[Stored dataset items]
** start **
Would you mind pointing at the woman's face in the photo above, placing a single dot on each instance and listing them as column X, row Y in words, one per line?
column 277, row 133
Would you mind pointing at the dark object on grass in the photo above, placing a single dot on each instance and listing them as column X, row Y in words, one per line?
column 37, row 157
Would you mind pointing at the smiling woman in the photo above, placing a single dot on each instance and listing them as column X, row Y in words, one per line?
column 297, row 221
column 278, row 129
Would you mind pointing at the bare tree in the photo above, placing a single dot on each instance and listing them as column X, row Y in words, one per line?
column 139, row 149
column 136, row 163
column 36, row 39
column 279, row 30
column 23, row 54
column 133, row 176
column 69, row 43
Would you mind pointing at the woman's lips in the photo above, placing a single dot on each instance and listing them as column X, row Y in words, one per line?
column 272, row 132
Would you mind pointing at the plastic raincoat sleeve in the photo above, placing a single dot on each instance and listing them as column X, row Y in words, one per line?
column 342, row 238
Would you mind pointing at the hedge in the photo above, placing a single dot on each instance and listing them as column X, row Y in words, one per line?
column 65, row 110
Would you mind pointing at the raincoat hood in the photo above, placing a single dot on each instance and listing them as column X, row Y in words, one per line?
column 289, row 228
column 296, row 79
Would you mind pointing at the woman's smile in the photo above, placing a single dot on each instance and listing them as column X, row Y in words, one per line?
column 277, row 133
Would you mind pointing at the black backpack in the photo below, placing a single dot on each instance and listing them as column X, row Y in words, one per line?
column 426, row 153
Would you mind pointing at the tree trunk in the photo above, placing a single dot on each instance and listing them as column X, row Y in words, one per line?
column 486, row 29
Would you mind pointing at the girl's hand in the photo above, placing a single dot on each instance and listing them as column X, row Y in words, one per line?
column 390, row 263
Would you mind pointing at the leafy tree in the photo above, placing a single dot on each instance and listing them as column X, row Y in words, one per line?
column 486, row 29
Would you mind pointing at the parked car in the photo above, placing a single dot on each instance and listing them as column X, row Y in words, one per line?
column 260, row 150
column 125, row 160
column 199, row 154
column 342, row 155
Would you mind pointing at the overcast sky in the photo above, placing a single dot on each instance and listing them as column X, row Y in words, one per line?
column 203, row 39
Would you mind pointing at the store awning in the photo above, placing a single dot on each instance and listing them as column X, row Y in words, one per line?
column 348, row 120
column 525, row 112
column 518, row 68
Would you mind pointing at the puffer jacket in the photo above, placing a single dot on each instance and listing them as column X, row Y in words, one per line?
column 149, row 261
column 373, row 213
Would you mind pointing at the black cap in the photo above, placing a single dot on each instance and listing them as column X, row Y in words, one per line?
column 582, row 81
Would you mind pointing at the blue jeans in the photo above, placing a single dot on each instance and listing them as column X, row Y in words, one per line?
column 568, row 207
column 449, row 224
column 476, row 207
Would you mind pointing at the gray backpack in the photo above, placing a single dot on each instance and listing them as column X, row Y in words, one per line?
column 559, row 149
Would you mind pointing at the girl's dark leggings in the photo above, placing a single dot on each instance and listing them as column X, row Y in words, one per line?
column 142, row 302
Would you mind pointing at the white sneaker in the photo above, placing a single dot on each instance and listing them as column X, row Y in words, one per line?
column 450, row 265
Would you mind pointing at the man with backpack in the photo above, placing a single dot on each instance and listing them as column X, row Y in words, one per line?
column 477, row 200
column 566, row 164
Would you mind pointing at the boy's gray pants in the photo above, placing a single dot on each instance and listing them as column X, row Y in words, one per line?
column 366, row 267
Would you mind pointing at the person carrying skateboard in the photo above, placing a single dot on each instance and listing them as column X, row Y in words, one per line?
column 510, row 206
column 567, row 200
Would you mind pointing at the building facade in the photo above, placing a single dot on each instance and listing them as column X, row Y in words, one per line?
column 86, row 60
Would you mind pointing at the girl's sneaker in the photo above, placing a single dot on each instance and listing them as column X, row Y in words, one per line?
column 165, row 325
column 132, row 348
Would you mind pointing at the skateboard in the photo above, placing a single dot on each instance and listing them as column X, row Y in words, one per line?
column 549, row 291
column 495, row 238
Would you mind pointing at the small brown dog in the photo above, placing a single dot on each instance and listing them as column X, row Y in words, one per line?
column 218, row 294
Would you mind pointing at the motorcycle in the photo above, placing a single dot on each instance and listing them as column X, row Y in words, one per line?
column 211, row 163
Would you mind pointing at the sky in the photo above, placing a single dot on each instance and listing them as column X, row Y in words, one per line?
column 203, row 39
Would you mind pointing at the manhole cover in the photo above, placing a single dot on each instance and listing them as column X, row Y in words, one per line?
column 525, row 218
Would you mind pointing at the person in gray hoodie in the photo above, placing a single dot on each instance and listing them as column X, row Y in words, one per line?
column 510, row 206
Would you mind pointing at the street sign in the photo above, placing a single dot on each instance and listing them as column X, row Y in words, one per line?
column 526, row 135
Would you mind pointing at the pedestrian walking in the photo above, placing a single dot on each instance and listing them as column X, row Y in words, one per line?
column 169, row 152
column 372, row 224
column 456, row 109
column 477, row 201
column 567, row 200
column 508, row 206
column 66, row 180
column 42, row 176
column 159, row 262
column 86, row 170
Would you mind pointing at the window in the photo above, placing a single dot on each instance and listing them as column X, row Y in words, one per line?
** end **
**TASK STATEMENT:** Copy every one of the records above word for word, keeping their order.

**THE RESPONSE:**
Would you mind pointing at the woman's face in the photo above, placing a single dot on each instance and listing them as column X, row Y in words, one per line?
column 277, row 133
Would you mind pointing at the dark object on grass in the photo above, placing a single dot on each instance and listing them as column X, row Y in words, one per line?
column 37, row 157
Would you mind pointing at the smiling woman in the photo above, placing a single dot on each instance and listing them as column X, row Y in words, one per line?
column 297, row 221
column 278, row 129
Would you mind pointing at the bare tree in the photo above, placing a single dot on each instance and listing them as column X, row Y in words, one per line?
column 139, row 149
column 136, row 163
column 36, row 39
column 279, row 30
column 23, row 54
column 133, row 176
column 69, row 43
Would you mind pointing at the woman's lips in the photo above, placing a single dot on each instance and listing them as column X, row Y in words, one per line?
column 272, row 132
Would you mind pointing at the plastic raincoat sleeve in the photo above, placing a single dot on each instance and listing them as column X, row Y in words, one per line?
column 342, row 238
Would you mind pointing at the hedge in the photo above, placing a single dot on each instance and listing them as column X, row Y in words, one per line?
column 65, row 110
Would you mind pointing at the raincoat hood in the photo above, placing a single dot on each instance and listing them as column X, row Y in words, one per line?
column 289, row 228
column 296, row 79
Would you mind pointing at the woman's smile in the photo above, placing a single dot on each instance and listing them as column X, row Y in words, one per line?
column 277, row 133
Would you mind pointing at the black backpack in the photo below, placing a single dot on each instance and listing them as column X, row Y in words, one per line?
column 426, row 153
Would you mind pointing at the tree trunk in the photo above, placing a single dot on each instance and listing them as column X, row Y in words, one per line?
column 486, row 29
Would you mind pointing at the girl's hand in the photo above, placing a single dot on each instance and listing them as column X, row Y in words, one per line?
column 390, row 263
Would you mind pointing at the leafy tree in the photo above, placing a single dot on each instance and listing them as column X, row Y in words, one per line?
column 486, row 29
Would you mind pointing at the parked car in the photo above, placing a single dot on each instance and listing them as column X, row Y in words, one per line?
column 260, row 150
column 125, row 160
column 199, row 154
column 342, row 155
Would you mind pointing at the overcast sky in the photo above, placing a single dot on each instance and listing them as column X, row Y in words, one per line?
column 203, row 39
Would you mind pointing at the store awning in the photo above, placing a single dot on each instance and listing them as column X, row Y in words, one per line?
column 348, row 120
column 525, row 112
column 518, row 68
Would you mind pointing at the puffer jacket in the photo above, placing a single dot on each instance and listing them as column X, row Y in words, one per line?
column 149, row 261
column 373, row 213
Would you mind pointing at the black cap in the photo above, placing a single dot on each instance and listing them as column X, row Y in words, one per line?
column 582, row 81
Would you mind pointing at the blue jeans in the photo above, placing a single dot on each instance and listing them as column X, row Y in words, one per line?
column 568, row 207
column 449, row 224
column 476, row 207
Would you mind pointing at the gray backpack in the photo above, placing a single dot on each instance and listing them as column X, row Y in words, one per line?
column 559, row 149
Would you mind pointing at the girl's dark leggings in the photo above, placing a single dot on each instance and listing them as column X, row Y in words, one per line?
column 142, row 302
Would you mind pointing at the white sneaker in the photo above, placing a single dot on each instance and listing them as column X, row Y in words, one per line?
column 450, row 265
Would you mind pointing at the man with backpack in the photo above, placing a single dot on each instance and listing them as column X, row Y in words, one per line?
column 477, row 200
column 566, row 164
Would you mind pointing at the boy's gray pants in the photo above, placing a single dot on each instance and listing them as column X, row Y in words, one per line?
column 366, row 267
Would you mind pointing at the person carrying skateboard in the photo above, placing a single dot on each instance and listing them as column X, row Y in words, one per line?
column 510, row 206
column 567, row 200
Would you mind pointing at the building facade in the photo above, placing a single dot on each instance and listing them as column X, row Y in words, one per line?
column 86, row 60
Would you mind pointing at the girl's sneaker in the photo above, placing a single dot on each instance and listing them as column X, row Y in words, one per line?
column 165, row 325
column 132, row 348
Would you mind pointing at the skateboard in the photo above, placing a single dot on each instance and listing them as column X, row Y in words, one per line?
column 549, row 291
column 495, row 238
Would you mind pointing at the small brown dog in the photo above, placing a single dot on each instance and listing them as column X, row Y in words, one per line?
column 218, row 294
Would you mind pointing at the motorcycle in the photo above, placing a single dot on each instance and listing them as column X, row Y in words, one per line?
column 211, row 163
Would you mind pointing at the sky in the photo above, placing a single dot on each instance and listing them as column X, row Y in words, one per line?
column 203, row 39
Would you mind pointing at the manhole cover in the photo above, placing a single dot on each instance and listing them as column X, row Y in words, one per line?
column 525, row 218
Would you mind pointing at the person in gray hoodie in the photo above, placing a single dot on each instance and listing them as column X, row Y in words, one per line?
column 510, row 206
Would you mind pointing at the street sign in the photo above, placing a single dot on each instance and listing them as column X, row Y in words, one per line?
column 526, row 135
Would you mind pointing at the pedestrian walking in the photo above, placing a single dot on each instance and listing them as column X, row Y in words, one per line?
column 169, row 152
column 372, row 224
column 456, row 109
column 477, row 201
column 567, row 200
column 508, row 206
column 66, row 180
column 42, row 176
column 159, row 262
column 86, row 170
Would you mind pointing at the window in the photo above, placing a single dot on each instance and listing them as column X, row Y in words, one per line?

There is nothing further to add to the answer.